- **Text passage**
┌──

A rapidly evolving field known as regenerative medicine could provide new treatments for cancer, diabetes, and other deadly diseases. Regenerative medicine restores or replaces human cells, tissues, or organs—sometimes even by using a patient’s own cells to create the cure they need. It could not only save lives, but reduce the cost of treating chronic disease, which runs to almost $4 trillion a year in the U.S. alone.
Not surprisingly, researchers face major challenges in creating these cures. And even if they succeed, there’s another obstacle: developing ways to mass produce these treatments and make them widely available.
Today’s WatchBlog post looks at our new report on regenerative medicine technologies, along with policy options that might help realize their potential.
Leveling up on healing
Regenerative medicine aims to extend the body’s natural healing and disease-fighting abilities with biotech tools like gene editing and tissue engineering.
For example, some patients with blood cancers—leukemia, lymphoma, and myeloma—are receiving a regenerative medicine treatment called CAR T cell therapy (CAR stands for “chimeric antigen receptor”). For the treatment, doctors remove some of the patient’s own immune cells (known as T cells) from their blood and supercharge them—editing their genes to target and kill that patient’s specific cancer. This therapy has led to complete remission in many patients and is considered one of the major cancer breakthroughs of the last decade.
Regenerative medicine may also open the door to treatments—and even cures—for other chronic diseases. Not only could this improve the quality of life for many patients living with these diseases, it could reduce the cost of their care. For example, a possible cure for diabetes is currently in the works that uses the cells of healthy volunteers to replace insulin-producing cells in the pancreas. In addition to having the potential to cure a common but possibly life-threatening condition, the treatment could also save diabetes patients (as well as Medicare and other insurers) the high cost of purchasing insulin.

└──

Collected data entries
┌──

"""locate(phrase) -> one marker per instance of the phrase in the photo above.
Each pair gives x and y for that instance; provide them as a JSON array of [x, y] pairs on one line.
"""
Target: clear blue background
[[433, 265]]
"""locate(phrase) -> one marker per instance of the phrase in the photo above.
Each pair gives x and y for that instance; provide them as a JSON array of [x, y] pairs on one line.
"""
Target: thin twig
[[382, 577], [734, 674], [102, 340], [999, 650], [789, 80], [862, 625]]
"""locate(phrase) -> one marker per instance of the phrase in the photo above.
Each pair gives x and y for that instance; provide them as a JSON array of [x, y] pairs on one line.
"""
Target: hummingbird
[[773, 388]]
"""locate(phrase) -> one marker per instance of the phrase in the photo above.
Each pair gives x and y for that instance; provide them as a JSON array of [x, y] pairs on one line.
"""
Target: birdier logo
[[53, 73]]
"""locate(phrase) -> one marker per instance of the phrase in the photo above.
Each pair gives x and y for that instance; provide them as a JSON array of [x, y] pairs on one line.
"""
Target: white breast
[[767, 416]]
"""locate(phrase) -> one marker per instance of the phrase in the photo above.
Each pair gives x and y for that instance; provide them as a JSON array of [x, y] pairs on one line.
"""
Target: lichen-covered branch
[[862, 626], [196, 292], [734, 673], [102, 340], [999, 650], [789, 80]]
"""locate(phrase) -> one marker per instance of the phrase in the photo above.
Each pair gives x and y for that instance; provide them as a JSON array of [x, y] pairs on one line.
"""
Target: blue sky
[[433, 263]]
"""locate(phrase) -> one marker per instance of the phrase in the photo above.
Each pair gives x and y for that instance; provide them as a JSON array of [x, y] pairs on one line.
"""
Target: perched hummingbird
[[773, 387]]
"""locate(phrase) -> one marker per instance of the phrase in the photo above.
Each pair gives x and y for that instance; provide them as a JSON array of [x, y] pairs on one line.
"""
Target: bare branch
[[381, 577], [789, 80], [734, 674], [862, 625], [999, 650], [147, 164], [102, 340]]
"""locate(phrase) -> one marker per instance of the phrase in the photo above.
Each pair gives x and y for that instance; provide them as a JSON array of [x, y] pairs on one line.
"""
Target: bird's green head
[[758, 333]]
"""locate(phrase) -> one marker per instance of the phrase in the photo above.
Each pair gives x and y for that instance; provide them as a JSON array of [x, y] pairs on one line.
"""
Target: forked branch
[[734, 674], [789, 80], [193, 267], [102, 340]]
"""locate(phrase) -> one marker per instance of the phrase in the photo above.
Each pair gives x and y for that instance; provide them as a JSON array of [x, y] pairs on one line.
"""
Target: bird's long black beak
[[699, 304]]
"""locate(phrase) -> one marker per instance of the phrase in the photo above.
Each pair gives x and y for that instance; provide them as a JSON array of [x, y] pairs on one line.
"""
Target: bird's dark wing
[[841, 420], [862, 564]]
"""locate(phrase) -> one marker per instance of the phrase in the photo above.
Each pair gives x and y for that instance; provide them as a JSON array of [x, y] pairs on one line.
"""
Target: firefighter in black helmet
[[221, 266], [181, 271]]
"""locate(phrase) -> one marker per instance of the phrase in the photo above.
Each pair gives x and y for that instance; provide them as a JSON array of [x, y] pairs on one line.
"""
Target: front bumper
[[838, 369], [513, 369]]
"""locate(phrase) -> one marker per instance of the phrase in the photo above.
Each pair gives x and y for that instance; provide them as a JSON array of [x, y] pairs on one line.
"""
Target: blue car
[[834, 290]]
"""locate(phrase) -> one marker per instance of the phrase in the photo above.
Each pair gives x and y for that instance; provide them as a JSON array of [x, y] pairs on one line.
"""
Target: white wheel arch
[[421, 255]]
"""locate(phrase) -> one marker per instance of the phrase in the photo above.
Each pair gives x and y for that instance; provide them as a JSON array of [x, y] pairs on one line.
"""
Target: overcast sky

└──

- **Set of tasks**
1. Copy the regenerative medicine text from "Leveling up on" up to and including "the last decade.", substituting "genome editing" for "gene editing".
2. According to the regenerative medicine text, what does CAR stand for in CAR T cell therapy?
These entries were taken from a separate source.

- **Exercise answers**
1.
Leveling up on healing
Regenerative medicine aims to extend the body’s natural healing and disease-fighting abilities with biotech tools like genome editing and tissue engineering.
For example, some patients with blood cancers—leukemia, lymphoma, and myeloma—are receiving a regenerative medicine treatment called CAR T cell therapy (CAR stands for “chimeric antigen receptor”). For the treatment, doctors remove some of the patient’s own immune cells (known as T cells) from their blood and supercharge them—editing their genes to target and kill that patient’s specific cancer. This therapy has led to complete remission in many patients and is considered one of the major cancer breakthroughs of the last decade.

2. Chimeric antigen receptor.